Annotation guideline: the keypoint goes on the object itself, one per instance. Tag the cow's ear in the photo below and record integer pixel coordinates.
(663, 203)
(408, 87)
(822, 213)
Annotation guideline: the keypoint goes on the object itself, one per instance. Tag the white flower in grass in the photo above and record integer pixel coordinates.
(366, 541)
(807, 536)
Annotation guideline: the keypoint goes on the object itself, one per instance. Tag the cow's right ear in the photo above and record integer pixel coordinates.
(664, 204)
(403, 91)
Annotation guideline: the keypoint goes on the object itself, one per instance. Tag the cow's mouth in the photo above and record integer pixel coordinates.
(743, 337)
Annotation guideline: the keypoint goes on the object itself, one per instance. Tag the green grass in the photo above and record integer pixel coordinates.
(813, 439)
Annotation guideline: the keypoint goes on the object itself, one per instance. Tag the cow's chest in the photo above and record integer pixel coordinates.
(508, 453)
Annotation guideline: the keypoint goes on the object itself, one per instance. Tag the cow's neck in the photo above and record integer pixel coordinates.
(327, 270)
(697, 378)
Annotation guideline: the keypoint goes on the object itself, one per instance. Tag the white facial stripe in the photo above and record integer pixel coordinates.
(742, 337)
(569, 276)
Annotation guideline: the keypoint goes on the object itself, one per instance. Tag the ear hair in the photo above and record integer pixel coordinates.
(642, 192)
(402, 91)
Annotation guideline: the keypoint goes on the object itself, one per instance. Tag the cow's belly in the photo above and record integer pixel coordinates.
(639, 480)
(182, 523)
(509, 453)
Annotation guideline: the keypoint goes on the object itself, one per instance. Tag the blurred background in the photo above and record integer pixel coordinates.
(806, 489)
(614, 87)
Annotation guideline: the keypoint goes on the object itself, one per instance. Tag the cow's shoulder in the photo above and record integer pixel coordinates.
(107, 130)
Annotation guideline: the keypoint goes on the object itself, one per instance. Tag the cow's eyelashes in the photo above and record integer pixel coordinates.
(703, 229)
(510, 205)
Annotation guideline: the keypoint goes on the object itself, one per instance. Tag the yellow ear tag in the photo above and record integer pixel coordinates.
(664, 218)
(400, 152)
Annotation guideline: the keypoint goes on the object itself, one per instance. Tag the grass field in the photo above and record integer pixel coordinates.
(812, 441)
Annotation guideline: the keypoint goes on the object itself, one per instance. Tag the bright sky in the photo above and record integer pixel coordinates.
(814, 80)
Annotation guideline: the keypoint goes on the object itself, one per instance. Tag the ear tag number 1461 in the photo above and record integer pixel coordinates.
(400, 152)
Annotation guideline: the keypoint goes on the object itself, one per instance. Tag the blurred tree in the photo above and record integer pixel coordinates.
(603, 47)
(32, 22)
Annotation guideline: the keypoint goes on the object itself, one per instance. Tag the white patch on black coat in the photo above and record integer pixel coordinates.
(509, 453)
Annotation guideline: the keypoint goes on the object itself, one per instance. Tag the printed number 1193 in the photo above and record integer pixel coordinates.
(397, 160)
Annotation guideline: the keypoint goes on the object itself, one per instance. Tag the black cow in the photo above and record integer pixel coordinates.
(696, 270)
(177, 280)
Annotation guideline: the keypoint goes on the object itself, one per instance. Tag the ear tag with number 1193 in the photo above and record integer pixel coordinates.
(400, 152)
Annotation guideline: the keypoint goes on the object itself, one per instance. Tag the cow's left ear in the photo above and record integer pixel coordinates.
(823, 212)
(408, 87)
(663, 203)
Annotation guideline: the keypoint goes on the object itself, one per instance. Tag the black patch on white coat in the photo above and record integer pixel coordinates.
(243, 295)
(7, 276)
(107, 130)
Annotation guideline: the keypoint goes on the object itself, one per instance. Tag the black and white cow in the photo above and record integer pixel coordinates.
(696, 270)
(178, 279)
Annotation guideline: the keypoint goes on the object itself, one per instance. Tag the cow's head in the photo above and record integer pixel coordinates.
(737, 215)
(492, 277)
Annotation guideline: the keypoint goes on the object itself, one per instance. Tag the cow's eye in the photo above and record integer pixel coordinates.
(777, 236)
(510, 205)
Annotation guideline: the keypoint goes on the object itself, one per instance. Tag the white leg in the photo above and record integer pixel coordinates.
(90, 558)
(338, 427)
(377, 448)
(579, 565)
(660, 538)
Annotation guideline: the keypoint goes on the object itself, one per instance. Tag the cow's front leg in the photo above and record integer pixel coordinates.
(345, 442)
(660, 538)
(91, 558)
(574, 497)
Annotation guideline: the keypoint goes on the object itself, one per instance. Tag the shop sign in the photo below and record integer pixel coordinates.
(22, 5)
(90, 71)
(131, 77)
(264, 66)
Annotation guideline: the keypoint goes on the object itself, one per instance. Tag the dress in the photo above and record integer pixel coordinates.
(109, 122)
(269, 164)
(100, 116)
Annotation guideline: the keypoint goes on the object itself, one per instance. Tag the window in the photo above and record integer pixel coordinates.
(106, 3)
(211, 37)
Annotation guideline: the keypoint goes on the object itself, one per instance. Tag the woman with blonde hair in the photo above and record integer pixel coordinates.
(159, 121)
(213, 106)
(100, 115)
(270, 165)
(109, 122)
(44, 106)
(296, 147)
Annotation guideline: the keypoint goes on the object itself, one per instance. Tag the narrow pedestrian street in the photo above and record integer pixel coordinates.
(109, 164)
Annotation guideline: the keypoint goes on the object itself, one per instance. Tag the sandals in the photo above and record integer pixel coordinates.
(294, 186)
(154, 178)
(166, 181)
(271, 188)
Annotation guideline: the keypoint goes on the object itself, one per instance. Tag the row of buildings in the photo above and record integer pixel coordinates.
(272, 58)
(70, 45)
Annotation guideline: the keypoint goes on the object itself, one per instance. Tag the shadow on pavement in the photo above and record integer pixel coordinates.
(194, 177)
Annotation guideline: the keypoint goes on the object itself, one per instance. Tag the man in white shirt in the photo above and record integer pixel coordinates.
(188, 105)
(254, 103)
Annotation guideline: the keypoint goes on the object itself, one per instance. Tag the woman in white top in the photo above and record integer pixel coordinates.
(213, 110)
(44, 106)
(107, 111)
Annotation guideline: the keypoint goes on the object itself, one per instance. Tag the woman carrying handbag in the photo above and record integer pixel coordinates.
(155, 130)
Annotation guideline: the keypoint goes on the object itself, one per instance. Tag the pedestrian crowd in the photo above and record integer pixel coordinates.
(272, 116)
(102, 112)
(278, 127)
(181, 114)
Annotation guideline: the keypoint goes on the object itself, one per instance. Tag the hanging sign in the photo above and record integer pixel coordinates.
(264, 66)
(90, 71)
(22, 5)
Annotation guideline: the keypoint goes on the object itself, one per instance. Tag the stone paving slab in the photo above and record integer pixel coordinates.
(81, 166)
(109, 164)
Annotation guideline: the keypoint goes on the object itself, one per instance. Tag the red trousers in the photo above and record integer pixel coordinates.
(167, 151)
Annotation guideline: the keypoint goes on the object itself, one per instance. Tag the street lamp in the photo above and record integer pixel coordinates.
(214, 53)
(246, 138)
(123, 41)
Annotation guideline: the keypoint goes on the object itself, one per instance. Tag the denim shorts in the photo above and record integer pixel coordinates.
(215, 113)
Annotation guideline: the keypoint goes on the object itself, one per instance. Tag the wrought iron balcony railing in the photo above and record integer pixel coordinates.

☆ ☆ ☆ ☆

● EXERCISE REQUIREMENTS
Copy out the material in full, exactly as it reads.

● THE COMPLETED TASK
Annotation guideline: the keypoint goes on the object itself, one per instance. Tag the cow's ear in the photo below and record integer pixel coordinates.
(663, 203)
(408, 87)
(822, 213)
Annotation guideline: the keypoint goes on the object itself, one per instance. Tag the white flower in grass in the photo above and record integer pixel coordinates.
(366, 541)
(807, 536)
Annotation guideline: the keypoint goes on the object itself, one per instance. Tag the cow's right ear in the photo above and record integer pixel coordinates.
(664, 204)
(403, 91)
Annotation guideline: the keypoint goes on the object itself, one per instance. Tag the cow's mouth in the photo above and record integer pixel coordinates.
(743, 337)
Annotation guideline: the keypoint goes on the object itself, one per instance. Tag the green grass in the photo above and record integer pixel coordinates.
(813, 439)
Annotation guideline: the keypoint goes on the object itself, one per instance. Tag the cow's chest in the photo above and record integer pixel coordinates.
(508, 453)
Annotation guideline: the keypoint goes on the object itself, one per instance. Tag the cow's neck in the photo above and record integer pixel coordinates.
(327, 270)
(697, 378)
Annotation guideline: the keypoint goes on the object itself, one per instance. Tag the white facial stripe in the photo above and record integer pixel coordinates.
(742, 337)
(569, 276)
Annotation guideline: the keypoint goes on the object itself, one per instance. Tag the ear hair in the photo above and record integer pixel coordinates.
(642, 192)
(402, 91)
Annotation guideline: the keypoint goes on the object itself, one per instance. Tag the cow's belly in the photo above and record integer pixel coordinates.
(639, 480)
(182, 523)
(509, 453)
Annotation guideline: the keypoint goes on the object itself, one per instance. Tag the blurred background in the photo above and record integer pixel coordinates.
(806, 489)
(614, 87)
Annotation guideline: the keypoint goes on the object itself, one per instance. Tag the cow's shoulder in the photo above and record integer pixel coordinates.
(107, 130)
Annotation guideline: the keypoint goes on the object itself, one per instance. Tag the cow's eyelashes in the photo above and record integer pixel coordinates.
(703, 229)
(510, 205)
Annotation guideline: the keypoint goes on the object itself, one per instance. Tag the yellow ear tag in the photo above and record integer pixel coordinates.
(664, 218)
(400, 152)
Annotation guideline: the keypoint goes on the object itself, one per instance. Tag the grass field in the photo above and record integer pixel coordinates.
(812, 441)
Annotation guideline: the keypoint goes on the object itself, one per instance. Tag the bright sky in the photo above and record integer pixel coordinates.
(814, 80)
Annotation guideline: the keypoint goes on the object itself, one per instance. Tag the ear tag number 1461 in the photo above and record integer pixel coordinates.
(400, 152)
Annotation guideline: the keypoint goes on the object itself, one per instance. Tag the blurred tree in the photo above and record integer pixel coordinates.
(603, 47)
(32, 22)
Annotation guideline: the keypoint goes on the object itself, one per instance. Tag the white patch on black coat in the photo above and record integer pixel coordinates.
(509, 453)
Annotation guideline: the keypoint goes on the object itself, one per instance. Tag the printed number 1193 in the photo above and record integer pixel coordinates.
(397, 160)
Annotation guideline: the keypoint goes on the object itself, one per instance. Tag the black cow in the photo above and record integer pixel coordinates.
(696, 270)
(177, 280)
Annotation guideline: the keypoint goes on the object itself, one per instance. Tag the ear tag with number 1193 in the photo above and record integer pixel coordinates.
(400, 152)
Annotation guideline: the keypoint goes on the object itself, one per instance. Tag the cow's left ear in the photo above and record integer pixel coordinates.
(823, 212)
(408, 87)
(663, 203)
Annotation guideline: the keypoint goes on the object itself, one per instance. Tag the black patch on white coat in the photo above and record integer pixel coordinates.
(243, 295)
(7, 276)
(107, 130)
Annotation guideline: the keypoint goes on the object itself, one per instance. Tag the black and white cow in the photo above and record integer pixel coordinates.
(696, 270)
(178, 279)
Annotation guideline: the keypoint goes on the object itself, one per instance. Tag the cow's head in the photo above and record integer pixel coordinates.
(737, 215)
(492, 277)
Annotation guideline: the keypoint goes on the object itself, one per instance. Tag the cow's eye in the photo above and record integer pixel coordinates.
(777, 236)
(510, 205)
Annotation guideline: the keypoint goes on the object itself, one per instance. Tag the white leg in the photo above and record integer pixel coordinates.
(90, 558)
(338, 427)
(377, 448)
(579, 565)
(660, 538)
Annotation guideline: the keypoint goes on the object itself, one per instance. Tag the cow's front leg in the photo above and record integer pixel coordinates.
(345, 442)
(660, 538)
(91, 558)
(574, 497)
Annotation guideline: the keypoint goes on the object itself, one per instance. Tag the shop sign in the photo below and record integer pixel coordinates.
(22, 5)
(90, 71)
(131, 77)
(264, 66)
Annotation guideline: the keypoint goes on the object itself, one per instance. Tag the dress in the photo above and record integer pixel coordinates.
(109, 122)
(269, 164)
(100, 116)
Annotation guideline: the keypoint goes on the object itself, one per instance. Tag the window in the photo above and record integer pixel coordinates.
(106, 3)
(211, 37)
Annotation guideline: the keypoint goes on the object itself, one per instance. Tag the woman with blonde hair in the photo above and record integer pixel coordinates.
(159, 121)
(213, 106)
(100, 115)
(270, 165)
(109, 122)
(44, 106)
(296, 147)
Annotation guideline: the keypoint goes on the object itself, one per instance. Tag the narrow pedestrian street in the photo above and record integer pixel coordinates.
(109, 164)
Annotation guideline: the keypoint goes on the object itself, one per instance. Tag the sandals in the photo above and record integer pixel coordinates.
(294, 186)
(154, 178)
(166, 181)
(271, 188)
Annotation guideline: the keypoint goes on the object itself, one per instance. Tag the row of buildings in the photo above and record integer pixel coordinates.
(272, 58)
(70, 45)
Annotation guideline: the keypoint goes on the object itself, one per instance. Tag the shadow on pavement in the photo above and record integer pixel coordinates.
(194, 177)
Annotation guideline: the keypoint goes on the object itself, one per instance. Tag the man in white shirt in the photo above and record integer pixel coordinates.
(188, 105)
(254, 103)
Annotation guideline: the keypoint goes on the object itself, one per instance. Tag the woman in white top in the photo above and record integer pixel coordinates.
(213, 110)
(44, 106)
(107, 111)
Annotation guideline: the keypoint goes on the object itself, one per instance. Tag the woman carrying handbag in the photo above and record integer pixel coordinates.
(155, 130)
Annotation guideline: the keypoint goes on the object itself, one per instance. Tag the pedestrian crowd in the photo above and record integer pixel coordinates.
(272, 116)
(102, 112)
(278, 127)
(181, 114)
Annotation guideline: the keypoint goes on the object itself, one per instance. Tag the hanging sign in the photo above and record integer pixel coordinates.
(264, 66)
(90, 71)
(22, 5)
Annotation guideline: the keypoint goes on the object itself, one per instance. Tag the stone paving slab in the photo above and record integer pixel coordinates.
(81, 166)
(109, 164)
Annotation guideline: the keypoint goes on the object itself, one per instance. Tag the red trousers in the photo above and record integer pixel coordinates.
(167, 151)
Annotation guideline: the keypoint goes on the object itself, one per instance. Tag the street lamp in the photo above and record integer pixel coordinates.
(214, 53)
(246, 138)
(123, 41)
Annotation guideline: the keypoint goes on the object itself, one per instance. Tag the denim shorts in the photo above and record integer pixel coordinates.
(215, 113)
Annotation guideline: the keypoint goes on the object itself, one per instance. Tag the wrought iron balcony railing in the photo above and record integer pixel coordinates.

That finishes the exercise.